## TASK REQUIREMENTS
Find the line that contains "Locate the golden" in the entries below. Output it and each later line exactly, and nothing else.

## RECORD EXCERPTS
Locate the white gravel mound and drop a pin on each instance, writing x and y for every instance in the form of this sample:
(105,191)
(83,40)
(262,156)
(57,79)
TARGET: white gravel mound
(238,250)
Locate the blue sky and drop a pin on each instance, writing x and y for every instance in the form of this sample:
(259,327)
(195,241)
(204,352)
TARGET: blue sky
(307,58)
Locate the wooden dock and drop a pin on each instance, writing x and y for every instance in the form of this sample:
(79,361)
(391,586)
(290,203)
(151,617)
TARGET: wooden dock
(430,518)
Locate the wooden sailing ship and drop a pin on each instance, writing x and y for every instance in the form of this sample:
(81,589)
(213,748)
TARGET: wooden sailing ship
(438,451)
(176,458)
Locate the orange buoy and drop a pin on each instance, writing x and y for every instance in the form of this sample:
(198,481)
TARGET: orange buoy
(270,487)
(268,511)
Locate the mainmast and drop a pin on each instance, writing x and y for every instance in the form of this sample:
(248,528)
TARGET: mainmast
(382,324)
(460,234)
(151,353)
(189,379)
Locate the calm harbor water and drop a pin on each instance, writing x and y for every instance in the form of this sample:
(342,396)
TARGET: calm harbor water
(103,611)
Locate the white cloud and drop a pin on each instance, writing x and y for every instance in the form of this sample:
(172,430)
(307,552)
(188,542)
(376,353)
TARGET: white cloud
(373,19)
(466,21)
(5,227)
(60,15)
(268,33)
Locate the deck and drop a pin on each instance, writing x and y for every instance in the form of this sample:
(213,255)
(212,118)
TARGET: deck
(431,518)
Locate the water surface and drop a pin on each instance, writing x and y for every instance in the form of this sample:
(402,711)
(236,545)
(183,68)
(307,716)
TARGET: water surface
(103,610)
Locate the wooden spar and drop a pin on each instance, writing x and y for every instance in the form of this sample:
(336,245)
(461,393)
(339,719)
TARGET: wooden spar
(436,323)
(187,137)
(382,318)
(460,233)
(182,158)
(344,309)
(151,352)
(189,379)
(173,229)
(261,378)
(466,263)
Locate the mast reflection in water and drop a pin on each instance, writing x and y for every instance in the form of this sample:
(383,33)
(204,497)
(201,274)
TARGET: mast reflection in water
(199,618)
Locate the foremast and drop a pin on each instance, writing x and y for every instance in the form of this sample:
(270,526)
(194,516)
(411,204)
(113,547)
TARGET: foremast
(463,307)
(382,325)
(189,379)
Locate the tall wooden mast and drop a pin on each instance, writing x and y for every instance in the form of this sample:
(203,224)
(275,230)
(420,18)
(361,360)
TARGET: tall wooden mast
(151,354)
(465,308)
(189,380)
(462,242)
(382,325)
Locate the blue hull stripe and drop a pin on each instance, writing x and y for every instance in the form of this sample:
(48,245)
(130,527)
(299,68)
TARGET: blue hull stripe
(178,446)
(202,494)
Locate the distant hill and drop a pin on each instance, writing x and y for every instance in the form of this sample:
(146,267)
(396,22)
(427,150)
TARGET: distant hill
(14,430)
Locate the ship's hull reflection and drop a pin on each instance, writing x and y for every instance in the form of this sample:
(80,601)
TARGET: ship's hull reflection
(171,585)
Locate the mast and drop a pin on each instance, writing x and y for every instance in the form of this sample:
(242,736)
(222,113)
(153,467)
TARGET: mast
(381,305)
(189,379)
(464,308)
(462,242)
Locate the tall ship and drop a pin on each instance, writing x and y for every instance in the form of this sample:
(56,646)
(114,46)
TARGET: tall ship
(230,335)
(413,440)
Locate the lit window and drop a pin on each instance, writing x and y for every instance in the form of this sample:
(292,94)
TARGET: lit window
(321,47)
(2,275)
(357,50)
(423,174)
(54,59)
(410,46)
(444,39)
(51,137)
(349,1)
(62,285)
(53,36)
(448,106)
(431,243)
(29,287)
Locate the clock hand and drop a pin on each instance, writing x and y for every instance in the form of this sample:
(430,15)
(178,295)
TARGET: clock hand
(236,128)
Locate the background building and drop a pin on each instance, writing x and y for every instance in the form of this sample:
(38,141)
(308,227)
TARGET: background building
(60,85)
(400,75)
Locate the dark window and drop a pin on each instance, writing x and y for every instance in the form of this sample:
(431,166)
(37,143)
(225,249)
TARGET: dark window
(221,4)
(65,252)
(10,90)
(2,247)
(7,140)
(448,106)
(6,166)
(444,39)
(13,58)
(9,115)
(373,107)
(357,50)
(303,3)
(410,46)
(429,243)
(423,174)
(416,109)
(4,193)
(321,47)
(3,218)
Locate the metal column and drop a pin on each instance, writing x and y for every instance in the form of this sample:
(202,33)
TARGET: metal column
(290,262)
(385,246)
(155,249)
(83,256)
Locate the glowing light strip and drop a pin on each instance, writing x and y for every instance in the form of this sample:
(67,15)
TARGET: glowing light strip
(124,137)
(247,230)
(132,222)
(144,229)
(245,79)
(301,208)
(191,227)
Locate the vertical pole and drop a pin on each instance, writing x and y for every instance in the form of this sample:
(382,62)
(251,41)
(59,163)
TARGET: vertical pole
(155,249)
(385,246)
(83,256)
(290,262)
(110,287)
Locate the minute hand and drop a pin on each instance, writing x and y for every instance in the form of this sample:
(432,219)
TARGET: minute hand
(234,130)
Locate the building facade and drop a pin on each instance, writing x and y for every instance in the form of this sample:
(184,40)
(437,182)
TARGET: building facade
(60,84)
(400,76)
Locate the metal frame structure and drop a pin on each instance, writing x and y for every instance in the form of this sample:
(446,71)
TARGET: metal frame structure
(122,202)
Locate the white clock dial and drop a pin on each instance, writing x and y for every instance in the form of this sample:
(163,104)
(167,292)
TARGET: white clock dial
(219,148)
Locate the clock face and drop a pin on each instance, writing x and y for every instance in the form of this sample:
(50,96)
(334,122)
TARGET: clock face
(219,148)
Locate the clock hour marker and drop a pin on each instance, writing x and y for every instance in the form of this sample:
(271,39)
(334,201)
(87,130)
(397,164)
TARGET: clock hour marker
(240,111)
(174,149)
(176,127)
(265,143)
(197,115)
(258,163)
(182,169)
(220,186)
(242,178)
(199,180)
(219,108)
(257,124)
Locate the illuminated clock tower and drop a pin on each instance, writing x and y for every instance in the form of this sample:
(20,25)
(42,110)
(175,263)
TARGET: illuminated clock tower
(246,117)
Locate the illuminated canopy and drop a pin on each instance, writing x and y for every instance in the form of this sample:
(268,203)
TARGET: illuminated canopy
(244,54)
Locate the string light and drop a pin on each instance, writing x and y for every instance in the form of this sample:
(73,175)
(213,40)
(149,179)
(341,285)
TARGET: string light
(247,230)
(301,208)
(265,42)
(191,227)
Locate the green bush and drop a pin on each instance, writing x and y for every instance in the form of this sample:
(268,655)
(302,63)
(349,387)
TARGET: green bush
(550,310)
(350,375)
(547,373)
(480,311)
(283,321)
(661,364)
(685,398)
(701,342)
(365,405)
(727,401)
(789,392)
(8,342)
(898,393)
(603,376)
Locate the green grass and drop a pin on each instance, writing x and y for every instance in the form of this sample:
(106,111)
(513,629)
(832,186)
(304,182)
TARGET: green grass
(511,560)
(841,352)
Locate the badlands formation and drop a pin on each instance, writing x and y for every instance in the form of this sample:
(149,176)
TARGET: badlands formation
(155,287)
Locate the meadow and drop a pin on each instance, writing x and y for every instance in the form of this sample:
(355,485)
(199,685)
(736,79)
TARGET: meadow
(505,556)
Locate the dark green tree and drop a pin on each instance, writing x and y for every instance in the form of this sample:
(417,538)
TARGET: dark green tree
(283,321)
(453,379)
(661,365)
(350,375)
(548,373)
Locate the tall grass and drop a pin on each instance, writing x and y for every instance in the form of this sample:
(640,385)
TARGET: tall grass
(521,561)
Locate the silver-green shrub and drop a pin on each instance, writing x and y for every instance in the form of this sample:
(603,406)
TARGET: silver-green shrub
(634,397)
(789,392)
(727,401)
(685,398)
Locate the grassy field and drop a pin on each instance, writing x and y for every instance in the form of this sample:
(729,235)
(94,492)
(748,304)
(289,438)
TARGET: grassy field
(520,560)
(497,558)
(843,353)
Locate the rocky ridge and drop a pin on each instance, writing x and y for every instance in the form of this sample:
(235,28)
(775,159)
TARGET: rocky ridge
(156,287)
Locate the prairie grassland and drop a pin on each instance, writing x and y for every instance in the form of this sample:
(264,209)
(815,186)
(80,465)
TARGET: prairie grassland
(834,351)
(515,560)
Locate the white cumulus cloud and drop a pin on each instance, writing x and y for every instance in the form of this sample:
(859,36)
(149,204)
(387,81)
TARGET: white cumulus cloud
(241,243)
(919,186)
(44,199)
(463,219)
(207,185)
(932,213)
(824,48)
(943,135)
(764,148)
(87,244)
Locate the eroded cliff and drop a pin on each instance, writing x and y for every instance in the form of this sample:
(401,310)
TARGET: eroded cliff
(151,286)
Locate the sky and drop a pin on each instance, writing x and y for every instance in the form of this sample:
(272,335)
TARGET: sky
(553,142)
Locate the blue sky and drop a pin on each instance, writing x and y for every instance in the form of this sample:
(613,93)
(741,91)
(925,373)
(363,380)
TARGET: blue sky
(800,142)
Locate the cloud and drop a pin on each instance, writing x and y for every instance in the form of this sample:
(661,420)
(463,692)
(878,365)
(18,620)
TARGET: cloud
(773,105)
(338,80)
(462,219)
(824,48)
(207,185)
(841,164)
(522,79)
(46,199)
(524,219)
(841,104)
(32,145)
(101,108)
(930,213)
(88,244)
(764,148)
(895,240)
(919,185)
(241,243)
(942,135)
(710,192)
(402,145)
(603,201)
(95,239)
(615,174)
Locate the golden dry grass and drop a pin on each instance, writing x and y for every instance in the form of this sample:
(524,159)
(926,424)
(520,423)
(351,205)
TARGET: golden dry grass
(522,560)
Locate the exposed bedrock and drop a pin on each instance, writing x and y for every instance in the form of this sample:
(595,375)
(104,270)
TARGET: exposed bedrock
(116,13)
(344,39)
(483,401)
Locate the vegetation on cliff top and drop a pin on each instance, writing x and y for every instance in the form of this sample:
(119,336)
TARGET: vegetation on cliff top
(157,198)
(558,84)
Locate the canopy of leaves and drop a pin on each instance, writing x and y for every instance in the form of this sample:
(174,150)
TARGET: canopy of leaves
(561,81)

## WRITTEN ANSWER
Locate the golden dry grass and drop a pin on each instance, writing x and y for every instance in the form of this sample:
(524,159)
(926,424)
(520,423)
(351,205)
TARGET: golden dry grass
(522,560)
Locate the exposed bedrock and drop a pin on each instance, writing x and y for every instance in the form of this sample:
(595,375)
(104,270)
TARGET: exposed bedrock
(116,13)
(344,39)
(483,401)
Locate the vegetation on cliff top and drop a pin on each instance, writing x and y for every instance in the form of this sample:
(119,336)
TARGET: vegetation on cliff top
(157,198)
(558,84)
Locate the canopy of leaves and drop a pin on each instance, writing x and y for every instance in the form of this sample:
(174,150)
TARGET: canopy of leaves
(561,81)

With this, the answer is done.